-- Dataset content follows --
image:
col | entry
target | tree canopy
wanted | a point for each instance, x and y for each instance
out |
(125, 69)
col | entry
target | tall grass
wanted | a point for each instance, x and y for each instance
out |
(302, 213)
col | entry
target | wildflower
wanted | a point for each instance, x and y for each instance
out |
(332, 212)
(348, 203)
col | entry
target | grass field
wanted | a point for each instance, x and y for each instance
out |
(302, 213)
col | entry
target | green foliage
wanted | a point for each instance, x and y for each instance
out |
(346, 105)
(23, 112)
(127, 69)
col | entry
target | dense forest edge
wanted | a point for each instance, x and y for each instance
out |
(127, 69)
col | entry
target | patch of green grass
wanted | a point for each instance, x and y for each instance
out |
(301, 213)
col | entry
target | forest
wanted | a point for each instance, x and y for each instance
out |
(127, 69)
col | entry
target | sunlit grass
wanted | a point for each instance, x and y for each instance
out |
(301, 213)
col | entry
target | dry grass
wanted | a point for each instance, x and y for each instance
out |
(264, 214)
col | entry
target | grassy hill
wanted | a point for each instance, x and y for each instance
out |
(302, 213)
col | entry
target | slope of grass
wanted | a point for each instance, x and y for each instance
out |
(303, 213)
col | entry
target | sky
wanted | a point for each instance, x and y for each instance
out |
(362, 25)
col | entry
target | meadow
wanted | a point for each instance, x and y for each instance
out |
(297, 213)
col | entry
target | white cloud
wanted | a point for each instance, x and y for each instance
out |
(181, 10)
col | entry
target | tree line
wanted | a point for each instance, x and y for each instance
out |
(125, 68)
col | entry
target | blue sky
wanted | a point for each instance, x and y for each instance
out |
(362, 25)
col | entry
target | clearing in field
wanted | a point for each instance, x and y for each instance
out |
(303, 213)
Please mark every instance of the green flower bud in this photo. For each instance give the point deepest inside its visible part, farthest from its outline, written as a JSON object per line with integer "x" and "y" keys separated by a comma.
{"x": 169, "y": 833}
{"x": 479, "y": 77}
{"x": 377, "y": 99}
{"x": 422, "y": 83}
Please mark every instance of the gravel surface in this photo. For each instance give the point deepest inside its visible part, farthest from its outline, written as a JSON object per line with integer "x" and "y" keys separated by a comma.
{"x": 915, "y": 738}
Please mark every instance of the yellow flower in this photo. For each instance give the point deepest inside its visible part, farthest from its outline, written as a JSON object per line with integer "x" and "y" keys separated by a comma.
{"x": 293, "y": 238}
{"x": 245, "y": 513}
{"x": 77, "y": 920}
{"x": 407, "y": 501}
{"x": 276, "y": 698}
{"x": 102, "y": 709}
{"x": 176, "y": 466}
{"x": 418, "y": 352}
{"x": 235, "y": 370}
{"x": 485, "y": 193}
-- Dataset content concluded --
§ **Directions**: Beginning at the line with "target | wildflower" and stopping after the line with "target | green foliage", please write out every line of the data above exactly and nothing else.

§ **Output for this task**:
target | wildflower
wanted | a point for each instance, x and y for each instance
out |
(332, 212)
(348, 203)
col | entry
target | grass field
wanted | a point for each instance, x and y for each instance
out |
(302, 213)
col | entry
target | green foliage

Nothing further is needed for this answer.